— TEXT PASSAGE —
::::::::::

15 (1) Subject to the regulations, the registrar may, on application, issue a temporary licence to a person who has secured an offer of employment from a licensed security business.

(2) The term of a temporary licence issued under subsection (1) must not exceed 30 days.

Refusal, suspension and cancellation of licences

16 (1) The registrar may, whether or not he or she holds a hearing, refuse to issue or renew a licence, or may suspend or cancel a licence, if any of the following apply:

(a) the registrar considers that the applicant’s or licensee’s education, training, experience, skill, mental condition, character or repute makes it undesirable that he or she be licensed;

(b) the registrar considers that it is not in the public interest that the applicant or licensee be licensed;

(c) the registrar is satisfied that a licensee has done anything that

(i) would have justified refusal to issue a licence to him or her,

(ii) is contrary to this Act or the regulations, or

(iii) is contrary to a condition of the licence;

(d) the applicant or licensee is convicted of a crime referred to in section 8;

(e) the applicant is a peace officer.

(2) If a person is charged with a crime referred to in section 8, the registrar may, while the charge is pending and whether or not he or she holds a hearing, suspend that person’s licence, refuse to renew that person’s licence or refuse to issue a licence to that person.

::::::::::

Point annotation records
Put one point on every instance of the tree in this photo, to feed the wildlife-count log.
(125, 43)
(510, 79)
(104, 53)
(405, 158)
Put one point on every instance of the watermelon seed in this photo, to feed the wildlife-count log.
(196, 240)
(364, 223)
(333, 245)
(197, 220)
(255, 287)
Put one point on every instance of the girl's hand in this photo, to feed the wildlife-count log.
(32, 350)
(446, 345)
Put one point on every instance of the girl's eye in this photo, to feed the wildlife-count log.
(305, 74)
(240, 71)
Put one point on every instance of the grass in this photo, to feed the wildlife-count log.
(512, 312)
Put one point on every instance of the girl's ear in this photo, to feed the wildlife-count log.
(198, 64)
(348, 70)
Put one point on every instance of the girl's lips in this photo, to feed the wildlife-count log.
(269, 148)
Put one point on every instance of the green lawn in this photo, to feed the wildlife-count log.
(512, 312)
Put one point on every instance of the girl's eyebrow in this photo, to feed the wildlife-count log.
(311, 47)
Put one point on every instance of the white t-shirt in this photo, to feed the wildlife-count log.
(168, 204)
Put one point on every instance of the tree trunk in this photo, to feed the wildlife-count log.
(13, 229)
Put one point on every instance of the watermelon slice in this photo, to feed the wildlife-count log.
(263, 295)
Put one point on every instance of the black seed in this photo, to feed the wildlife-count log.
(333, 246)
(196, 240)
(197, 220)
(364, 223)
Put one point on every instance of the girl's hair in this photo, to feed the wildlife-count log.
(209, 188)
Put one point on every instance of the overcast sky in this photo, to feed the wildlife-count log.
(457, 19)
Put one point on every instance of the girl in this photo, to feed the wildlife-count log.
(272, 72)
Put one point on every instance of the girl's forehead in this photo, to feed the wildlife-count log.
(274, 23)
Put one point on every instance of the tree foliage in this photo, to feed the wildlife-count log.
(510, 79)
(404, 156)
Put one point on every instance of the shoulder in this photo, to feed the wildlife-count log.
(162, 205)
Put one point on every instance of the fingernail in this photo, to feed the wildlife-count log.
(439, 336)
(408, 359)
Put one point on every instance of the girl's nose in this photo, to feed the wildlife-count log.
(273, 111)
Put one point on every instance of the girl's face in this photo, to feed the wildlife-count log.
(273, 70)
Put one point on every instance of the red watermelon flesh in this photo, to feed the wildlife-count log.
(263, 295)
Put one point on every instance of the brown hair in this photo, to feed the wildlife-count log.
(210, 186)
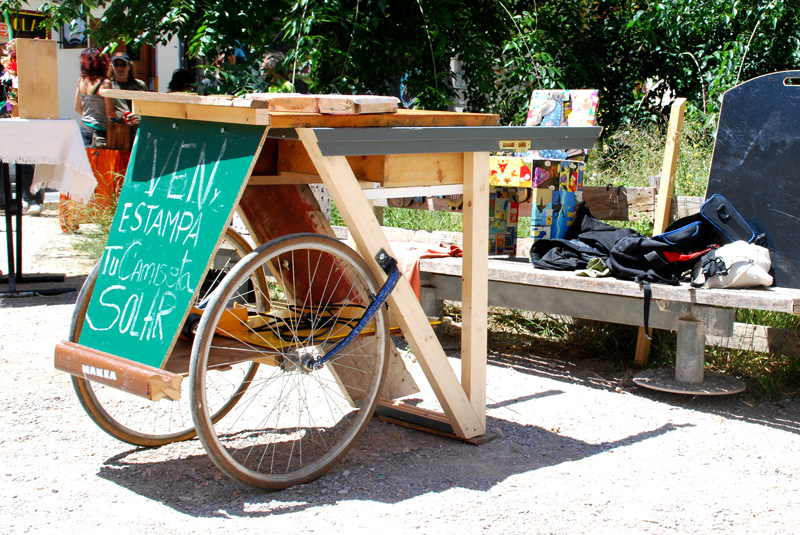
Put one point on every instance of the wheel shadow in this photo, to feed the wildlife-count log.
(389, 464)
(30, 294)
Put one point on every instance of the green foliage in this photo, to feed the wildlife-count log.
(639, 54)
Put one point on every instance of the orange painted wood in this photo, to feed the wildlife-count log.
(123, 374)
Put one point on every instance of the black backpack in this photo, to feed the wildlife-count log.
(666, 258)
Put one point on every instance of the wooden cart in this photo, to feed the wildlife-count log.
(270, 404)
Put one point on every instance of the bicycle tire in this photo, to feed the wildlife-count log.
(327, 408)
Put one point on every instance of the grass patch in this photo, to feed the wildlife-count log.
(95, 220)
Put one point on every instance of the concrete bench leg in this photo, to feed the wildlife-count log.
(690, 354)
(689, 376)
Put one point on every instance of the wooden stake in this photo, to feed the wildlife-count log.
(123, 374)
(666, 187)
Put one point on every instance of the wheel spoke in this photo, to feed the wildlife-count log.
(294, 422)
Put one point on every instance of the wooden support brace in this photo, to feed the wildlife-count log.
(343, 186)
(131, 377)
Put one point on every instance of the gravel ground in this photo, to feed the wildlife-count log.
(580, 449)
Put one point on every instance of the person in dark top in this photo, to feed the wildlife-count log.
(122, 78)
(95, 110)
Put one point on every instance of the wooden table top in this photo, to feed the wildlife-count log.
(291, 111)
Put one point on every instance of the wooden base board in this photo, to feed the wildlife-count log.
(714, 384)
(425, 420)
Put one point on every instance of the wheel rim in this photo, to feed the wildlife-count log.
(293, 423)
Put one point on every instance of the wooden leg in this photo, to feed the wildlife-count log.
(474, 288)
(343, 186)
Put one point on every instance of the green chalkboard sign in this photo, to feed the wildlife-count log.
(179, 194)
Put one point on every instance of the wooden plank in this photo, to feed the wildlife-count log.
(400, 118)
(37, 72)
(666, 188)
(183, 98)
(293, 158)
(284, 179)
(394, 170)
(201, 112)
(410, 170)
(474, 288)
(666, 185)
(128, 376)
(327, 104)
(356, 211)
(760, 339)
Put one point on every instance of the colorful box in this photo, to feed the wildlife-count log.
(509, 172)
(557, 190)
(503, 220)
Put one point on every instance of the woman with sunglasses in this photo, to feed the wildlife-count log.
(122, 78)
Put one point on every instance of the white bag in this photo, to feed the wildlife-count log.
(735, 265)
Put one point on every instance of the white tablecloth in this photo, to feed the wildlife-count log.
(56, 148)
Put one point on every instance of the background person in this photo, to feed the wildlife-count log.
(122, 77)
(182, 81)
(95, 110)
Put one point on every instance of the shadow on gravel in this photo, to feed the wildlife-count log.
(29, 294)
(389, 464)
(606, 374)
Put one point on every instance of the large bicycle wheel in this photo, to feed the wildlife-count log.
(295, 420)
(141, 422)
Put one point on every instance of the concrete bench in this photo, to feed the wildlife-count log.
(701, 316)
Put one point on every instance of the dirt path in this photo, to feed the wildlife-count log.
(580, 450)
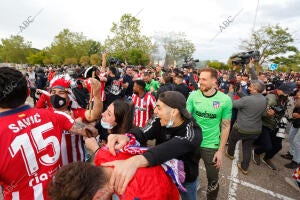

::::::::::

— TO BE DONE —
**a)** Translate this sentence from the licensing provisions into Spanish: "The term of a temporary licence issued under subsection (1) must not exceed 30 days."
**b)** Reproduce the licensing provisions word for word, starting at the words "(ii) is contrary" and stopping after "to that person.".

— WRITTEN RESPONSES —
**a)** El plazo de una licencia temporal expedida conforme a la subsección (1) no debe exceder de 30 días.

**b)**
(ii) is contrary to this Act or the regulations, or

(iii) is contrary to a condition of the licence;

(d) the applicant or licensee is convicted of a crime referred to in section 8;

(e) the applicant is a peace officer.

(2) If a person is charged with a crime referred to in section 8, the registrar may, while the charge is pending and whether or not he or she holds a hearing, suspend that person’s licence, refuse to renew that person’s licence or refuse to issue a licence to that person.